To be done
Give the lines again exactly, from the one holding "Task: annotate the tree canopy" to the last line of the listing below, both ends included and nothing added.

Listed entries

* begin *

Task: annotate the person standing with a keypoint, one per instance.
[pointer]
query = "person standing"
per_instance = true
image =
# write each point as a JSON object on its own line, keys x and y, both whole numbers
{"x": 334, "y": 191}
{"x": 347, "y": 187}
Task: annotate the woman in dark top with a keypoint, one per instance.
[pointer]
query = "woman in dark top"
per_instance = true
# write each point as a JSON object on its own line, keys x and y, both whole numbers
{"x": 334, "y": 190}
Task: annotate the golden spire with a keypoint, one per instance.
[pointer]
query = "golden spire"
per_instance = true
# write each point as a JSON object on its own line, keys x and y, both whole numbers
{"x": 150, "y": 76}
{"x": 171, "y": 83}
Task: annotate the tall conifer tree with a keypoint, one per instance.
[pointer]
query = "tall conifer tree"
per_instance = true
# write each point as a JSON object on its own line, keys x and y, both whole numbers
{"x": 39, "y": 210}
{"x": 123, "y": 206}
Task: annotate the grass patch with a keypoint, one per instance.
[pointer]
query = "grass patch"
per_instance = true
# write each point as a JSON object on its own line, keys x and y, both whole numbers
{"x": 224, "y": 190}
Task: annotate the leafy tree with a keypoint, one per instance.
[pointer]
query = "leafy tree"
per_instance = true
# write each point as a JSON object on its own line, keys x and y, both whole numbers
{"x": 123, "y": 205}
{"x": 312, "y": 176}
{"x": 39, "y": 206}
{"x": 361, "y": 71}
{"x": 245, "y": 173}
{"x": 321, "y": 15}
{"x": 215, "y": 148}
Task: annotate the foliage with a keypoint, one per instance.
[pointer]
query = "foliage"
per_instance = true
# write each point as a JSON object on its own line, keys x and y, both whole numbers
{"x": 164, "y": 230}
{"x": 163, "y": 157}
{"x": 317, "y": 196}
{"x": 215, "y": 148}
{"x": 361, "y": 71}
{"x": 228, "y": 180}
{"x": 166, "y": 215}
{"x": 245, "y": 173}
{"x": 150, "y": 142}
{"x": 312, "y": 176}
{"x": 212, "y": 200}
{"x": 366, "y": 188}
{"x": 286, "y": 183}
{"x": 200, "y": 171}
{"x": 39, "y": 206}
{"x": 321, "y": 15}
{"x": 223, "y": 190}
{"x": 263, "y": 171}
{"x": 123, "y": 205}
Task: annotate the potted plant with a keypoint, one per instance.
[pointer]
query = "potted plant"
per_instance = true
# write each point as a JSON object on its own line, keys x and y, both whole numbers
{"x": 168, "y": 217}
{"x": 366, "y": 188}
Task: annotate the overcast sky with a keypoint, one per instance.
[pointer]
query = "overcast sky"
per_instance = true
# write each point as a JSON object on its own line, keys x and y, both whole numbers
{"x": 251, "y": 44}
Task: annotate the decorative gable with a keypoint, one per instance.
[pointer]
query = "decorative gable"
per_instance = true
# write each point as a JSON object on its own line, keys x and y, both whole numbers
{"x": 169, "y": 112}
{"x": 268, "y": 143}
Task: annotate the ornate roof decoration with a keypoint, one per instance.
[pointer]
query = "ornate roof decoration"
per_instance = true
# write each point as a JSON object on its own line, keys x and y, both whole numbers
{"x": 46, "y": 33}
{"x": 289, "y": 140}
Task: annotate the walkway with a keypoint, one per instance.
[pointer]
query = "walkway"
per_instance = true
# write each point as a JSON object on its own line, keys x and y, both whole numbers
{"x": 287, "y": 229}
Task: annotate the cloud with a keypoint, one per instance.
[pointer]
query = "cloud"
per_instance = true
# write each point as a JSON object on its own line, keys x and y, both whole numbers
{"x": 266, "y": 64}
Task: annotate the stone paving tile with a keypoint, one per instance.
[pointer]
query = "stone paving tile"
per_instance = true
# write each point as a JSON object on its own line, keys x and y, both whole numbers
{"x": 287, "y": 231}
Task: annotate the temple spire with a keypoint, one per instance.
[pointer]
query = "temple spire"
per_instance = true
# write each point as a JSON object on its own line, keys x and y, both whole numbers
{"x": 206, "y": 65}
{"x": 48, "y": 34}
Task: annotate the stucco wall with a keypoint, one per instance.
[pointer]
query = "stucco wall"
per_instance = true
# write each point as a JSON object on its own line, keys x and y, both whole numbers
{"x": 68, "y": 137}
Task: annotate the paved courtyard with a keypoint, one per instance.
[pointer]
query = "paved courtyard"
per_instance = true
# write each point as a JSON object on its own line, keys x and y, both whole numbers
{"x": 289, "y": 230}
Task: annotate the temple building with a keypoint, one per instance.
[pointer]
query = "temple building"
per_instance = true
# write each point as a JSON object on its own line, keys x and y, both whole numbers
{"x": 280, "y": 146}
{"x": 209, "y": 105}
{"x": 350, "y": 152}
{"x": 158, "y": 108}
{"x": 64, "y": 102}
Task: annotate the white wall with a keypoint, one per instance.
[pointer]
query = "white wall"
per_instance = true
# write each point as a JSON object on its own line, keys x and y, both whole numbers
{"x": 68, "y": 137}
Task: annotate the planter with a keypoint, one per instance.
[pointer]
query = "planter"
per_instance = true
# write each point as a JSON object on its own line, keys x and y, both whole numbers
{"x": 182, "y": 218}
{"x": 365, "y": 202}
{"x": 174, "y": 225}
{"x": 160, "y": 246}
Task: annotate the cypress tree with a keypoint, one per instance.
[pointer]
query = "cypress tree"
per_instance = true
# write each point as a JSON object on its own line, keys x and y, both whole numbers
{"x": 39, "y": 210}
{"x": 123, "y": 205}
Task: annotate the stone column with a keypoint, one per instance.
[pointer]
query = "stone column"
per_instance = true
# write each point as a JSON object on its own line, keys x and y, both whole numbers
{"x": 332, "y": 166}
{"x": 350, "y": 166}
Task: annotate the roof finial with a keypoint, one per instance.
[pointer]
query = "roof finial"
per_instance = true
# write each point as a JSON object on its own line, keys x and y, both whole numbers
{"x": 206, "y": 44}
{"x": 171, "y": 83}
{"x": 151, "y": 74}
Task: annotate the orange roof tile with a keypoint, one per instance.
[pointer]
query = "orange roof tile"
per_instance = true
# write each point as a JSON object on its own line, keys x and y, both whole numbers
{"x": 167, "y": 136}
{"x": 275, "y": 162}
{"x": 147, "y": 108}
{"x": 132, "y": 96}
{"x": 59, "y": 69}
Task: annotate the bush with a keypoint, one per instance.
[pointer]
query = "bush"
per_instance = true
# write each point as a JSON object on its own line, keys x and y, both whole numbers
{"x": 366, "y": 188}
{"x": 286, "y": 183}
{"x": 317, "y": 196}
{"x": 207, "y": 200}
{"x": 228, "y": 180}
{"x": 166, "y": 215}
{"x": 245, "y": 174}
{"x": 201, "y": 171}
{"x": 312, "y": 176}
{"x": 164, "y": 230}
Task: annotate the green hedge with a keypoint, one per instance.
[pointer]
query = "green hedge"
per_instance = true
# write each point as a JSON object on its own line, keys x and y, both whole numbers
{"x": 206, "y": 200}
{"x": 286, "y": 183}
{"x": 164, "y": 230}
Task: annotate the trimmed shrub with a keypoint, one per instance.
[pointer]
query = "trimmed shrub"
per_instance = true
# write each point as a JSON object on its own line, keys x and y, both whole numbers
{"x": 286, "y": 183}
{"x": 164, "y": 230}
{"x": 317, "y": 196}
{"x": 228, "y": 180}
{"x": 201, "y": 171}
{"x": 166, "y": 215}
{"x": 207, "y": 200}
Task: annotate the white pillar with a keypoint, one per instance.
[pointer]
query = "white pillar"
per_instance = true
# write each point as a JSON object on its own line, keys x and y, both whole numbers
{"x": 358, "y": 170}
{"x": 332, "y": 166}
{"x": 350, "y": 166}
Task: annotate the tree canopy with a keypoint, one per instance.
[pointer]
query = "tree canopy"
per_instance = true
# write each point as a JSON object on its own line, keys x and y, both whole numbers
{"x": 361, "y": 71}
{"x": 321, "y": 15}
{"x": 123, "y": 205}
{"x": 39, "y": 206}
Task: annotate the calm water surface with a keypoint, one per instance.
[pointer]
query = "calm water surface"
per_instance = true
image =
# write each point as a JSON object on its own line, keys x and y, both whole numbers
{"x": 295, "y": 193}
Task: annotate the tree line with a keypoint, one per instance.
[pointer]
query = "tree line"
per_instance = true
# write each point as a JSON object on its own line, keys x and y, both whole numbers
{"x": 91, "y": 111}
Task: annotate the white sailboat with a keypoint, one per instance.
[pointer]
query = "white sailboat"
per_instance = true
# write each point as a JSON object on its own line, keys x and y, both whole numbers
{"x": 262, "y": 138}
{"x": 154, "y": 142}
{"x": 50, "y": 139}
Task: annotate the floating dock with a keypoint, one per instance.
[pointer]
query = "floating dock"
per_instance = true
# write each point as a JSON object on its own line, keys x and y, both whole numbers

* end *

Answer to the exercise
Task: annotate the tree canopy with a keypoint, one per instance.
[pointer]
query = "tree canopy"
per_instance = true
# write each point as a JSON object on its own line, keys x and y, both whole numbers
{"x": 361, "y": 71}
{"x": 321, "y": 15}
{"x": 123, "y": 205}
{"x": 39, "y": 206}
Task: annotate the calm water surface with a keypoint, one per instance.
[pointer]
query = "calm water surface"
per_instance = true
image =
# write each point as a JSON object on its own line, keys x and y, both whole numbers
{"x": 295, "y": 193}
Task: annotate the tree line with a keypoint, one per instance.
[pointer]
query = "tree line"
per_instance = true
# write each point as a JSON object on its own line, keys x and y, both whole numbers
{"x": 91, "y": 111}
Task: annotate the white sailboat with a keypoint, one per instance.
[pointer]
query = "white sailboat"
per_instance = true
# write each point as a JSON object on its own line, keys x and y, both whole numbers
{"x": 262, "y": 138}
{"x": 154, "y": 142}
{"x": 50, "y": 139}
Task: annotate the floating dock with a keypoint, one per instance.
[pointer]
query = "floating dock"
per_instance = true
# write each point as a JSON object on its own line, keys x and y, both whole numbers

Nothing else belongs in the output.